** Start **

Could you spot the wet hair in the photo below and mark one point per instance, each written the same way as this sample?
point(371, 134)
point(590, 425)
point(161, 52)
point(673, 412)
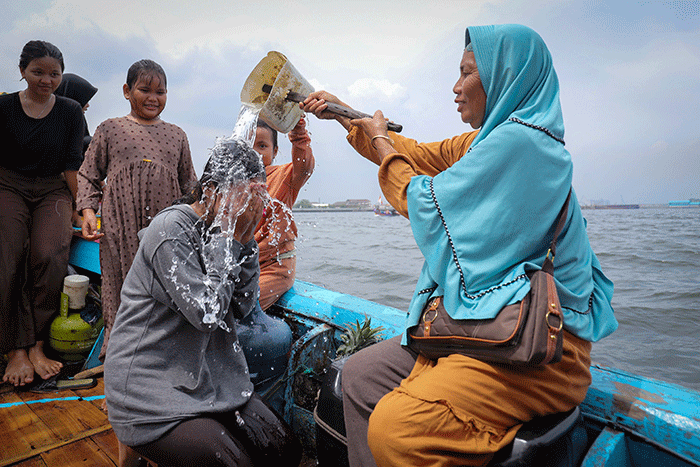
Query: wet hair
point(263, 124)
point(39, 49)
point(145, 68)
point(230, 161)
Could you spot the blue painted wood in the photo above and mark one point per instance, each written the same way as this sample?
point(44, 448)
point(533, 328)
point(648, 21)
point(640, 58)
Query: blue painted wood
point(638, 421)
point(664, 416)
point(340, 309)
point(659, 412)
point(608, 450)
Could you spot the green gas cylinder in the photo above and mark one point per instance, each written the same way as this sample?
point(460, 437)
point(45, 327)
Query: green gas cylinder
point(70, 335)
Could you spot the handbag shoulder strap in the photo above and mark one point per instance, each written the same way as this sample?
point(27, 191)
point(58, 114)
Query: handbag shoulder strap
point(548, 265)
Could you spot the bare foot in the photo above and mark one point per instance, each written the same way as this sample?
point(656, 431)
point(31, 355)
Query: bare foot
point(20, 370)
point(45, 367)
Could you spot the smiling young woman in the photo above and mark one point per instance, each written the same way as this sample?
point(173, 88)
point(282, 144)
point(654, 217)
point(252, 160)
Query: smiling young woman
point(42, 152)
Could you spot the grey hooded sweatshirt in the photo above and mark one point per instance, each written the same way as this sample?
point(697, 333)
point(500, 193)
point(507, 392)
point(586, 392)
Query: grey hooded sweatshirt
point(173, 352)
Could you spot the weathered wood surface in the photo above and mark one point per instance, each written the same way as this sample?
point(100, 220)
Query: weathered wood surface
point(58, 429)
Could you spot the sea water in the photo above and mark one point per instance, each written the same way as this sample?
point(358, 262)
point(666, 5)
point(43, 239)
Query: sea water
point(651, 255)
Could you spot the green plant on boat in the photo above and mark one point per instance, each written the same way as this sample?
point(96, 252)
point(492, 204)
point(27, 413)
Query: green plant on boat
point(358, 336)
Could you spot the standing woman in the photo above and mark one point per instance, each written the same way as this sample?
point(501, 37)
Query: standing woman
point(135, 166)
point(80, 90)
point(42, 135)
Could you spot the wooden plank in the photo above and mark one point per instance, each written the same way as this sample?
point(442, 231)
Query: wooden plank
point(32, 423)
point(60, 446)
point(32, 462)
point(107, 441)
point(20, 428)
point(79, 453)
point(66, 418)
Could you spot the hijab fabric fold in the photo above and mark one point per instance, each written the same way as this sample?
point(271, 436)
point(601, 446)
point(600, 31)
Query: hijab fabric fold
point(488, 219)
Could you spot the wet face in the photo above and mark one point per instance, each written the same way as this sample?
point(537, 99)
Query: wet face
point(264, 146)
point(147, 98)
point(471, 98)
point(43, 75)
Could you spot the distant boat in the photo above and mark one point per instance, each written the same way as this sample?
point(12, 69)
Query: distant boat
point(688, 203)
point(381, 209)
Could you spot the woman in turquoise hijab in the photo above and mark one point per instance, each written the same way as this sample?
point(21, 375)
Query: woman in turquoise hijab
point(482, 207)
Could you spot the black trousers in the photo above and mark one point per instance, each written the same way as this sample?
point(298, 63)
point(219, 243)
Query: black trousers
point(252, 435)
point(35, 237)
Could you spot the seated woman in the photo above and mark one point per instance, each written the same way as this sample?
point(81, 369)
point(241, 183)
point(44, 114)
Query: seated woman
point(482, 208)
point(267, 340)
point(176, 379)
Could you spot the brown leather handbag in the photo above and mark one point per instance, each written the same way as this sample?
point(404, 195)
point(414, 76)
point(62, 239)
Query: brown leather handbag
point(525, 333)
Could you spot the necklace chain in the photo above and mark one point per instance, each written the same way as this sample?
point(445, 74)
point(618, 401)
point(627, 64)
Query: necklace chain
point(27, 100)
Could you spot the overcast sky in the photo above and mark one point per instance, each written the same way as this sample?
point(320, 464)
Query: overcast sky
point(629, 74)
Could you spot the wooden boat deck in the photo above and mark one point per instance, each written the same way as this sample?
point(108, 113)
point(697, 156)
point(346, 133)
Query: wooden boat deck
point(58, 429)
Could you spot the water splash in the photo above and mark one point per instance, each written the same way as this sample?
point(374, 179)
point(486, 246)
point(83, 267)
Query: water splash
point(279, 220)
point(246, 124)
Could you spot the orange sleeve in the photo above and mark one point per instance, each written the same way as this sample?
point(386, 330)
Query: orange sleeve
point(410, 159)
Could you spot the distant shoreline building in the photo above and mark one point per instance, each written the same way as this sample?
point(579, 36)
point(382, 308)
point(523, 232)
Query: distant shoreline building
point(688, 203)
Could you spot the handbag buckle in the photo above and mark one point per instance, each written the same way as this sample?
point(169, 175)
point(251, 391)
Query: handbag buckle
point(554, 312)
point(428, 321)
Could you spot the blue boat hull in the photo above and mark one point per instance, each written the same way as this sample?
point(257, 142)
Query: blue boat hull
point(630, 420)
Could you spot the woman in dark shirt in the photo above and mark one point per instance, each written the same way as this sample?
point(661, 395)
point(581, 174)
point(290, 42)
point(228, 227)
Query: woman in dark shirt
point(41, 136)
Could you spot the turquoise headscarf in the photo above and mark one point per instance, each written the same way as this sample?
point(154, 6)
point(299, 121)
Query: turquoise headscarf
point(488, 219)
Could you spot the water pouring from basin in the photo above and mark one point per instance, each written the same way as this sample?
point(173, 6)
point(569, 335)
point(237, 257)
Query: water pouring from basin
point(276, 87)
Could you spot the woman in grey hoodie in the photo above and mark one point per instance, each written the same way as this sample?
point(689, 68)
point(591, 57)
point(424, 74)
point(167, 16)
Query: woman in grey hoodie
point(176, 379)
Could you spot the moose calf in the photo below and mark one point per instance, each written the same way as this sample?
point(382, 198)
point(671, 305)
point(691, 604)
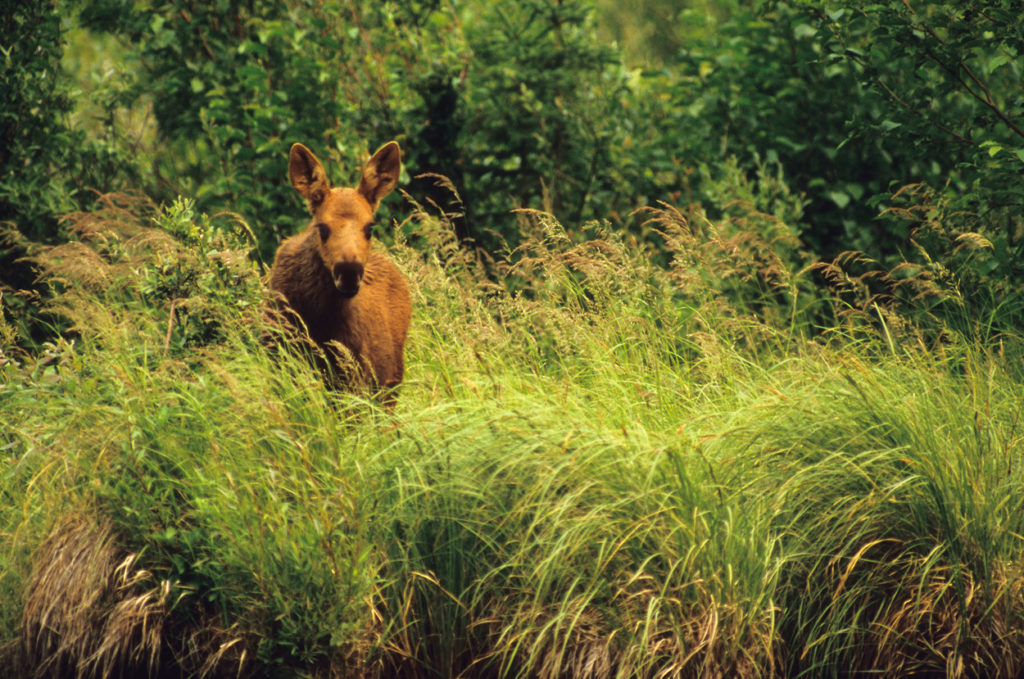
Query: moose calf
point(340, 290)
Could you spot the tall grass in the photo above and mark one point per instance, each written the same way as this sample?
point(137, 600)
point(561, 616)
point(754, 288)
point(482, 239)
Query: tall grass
point(600, 465)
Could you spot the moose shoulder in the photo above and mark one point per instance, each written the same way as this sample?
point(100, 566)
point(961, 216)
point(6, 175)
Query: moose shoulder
point(329, 278)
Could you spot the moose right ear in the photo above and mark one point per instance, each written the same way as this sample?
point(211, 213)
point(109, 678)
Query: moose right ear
point(307, 175)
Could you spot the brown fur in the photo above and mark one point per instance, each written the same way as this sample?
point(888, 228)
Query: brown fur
point(341, 291)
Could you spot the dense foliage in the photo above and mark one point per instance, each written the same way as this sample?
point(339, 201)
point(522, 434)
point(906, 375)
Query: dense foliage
point(715, 366)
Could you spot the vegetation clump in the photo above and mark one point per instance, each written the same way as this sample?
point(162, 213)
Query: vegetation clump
point(715, 368)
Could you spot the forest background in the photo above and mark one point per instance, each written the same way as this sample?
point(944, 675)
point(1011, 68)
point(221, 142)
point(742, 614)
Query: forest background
point(697, 219)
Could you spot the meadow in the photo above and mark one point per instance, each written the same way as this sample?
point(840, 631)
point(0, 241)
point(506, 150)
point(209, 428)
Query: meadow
point(716, 366)
point(609, 468)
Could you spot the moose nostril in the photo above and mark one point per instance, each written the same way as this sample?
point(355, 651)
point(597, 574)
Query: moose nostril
point(347, 277)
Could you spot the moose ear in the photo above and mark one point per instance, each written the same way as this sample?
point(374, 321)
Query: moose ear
point(307, 175)
point(380, 174)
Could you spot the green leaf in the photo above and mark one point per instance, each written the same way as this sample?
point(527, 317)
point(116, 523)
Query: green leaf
point(839, 198)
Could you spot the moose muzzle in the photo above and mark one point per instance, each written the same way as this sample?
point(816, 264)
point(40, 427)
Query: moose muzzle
point(347, 278)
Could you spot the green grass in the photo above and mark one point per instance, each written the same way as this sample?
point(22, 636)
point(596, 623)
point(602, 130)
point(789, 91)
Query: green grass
point(615, 468)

** End **

■ **Aim**:
Turn the stretch from the line containing "Could you spot the moose muzzle" through the end of the items above into a numbered list, leaving out any blank lines.

■ **Result**:
1. Could you spot the moose muzzle in the photo above and mark one point per instance, each written the same way as this sample?
2. point(816, 264)
3. point(40, 427)
4. Query: moose muzzle
5. point(347, 278)
6. Could you spot the green grass in the photo above and mark one point per instance, each written the same way as this sample?
7. point(22, 636)
8. point(596, 623)
9. point(602, 130)
10. point(789, 91)
11. Query: green grass
12. point(615, 468)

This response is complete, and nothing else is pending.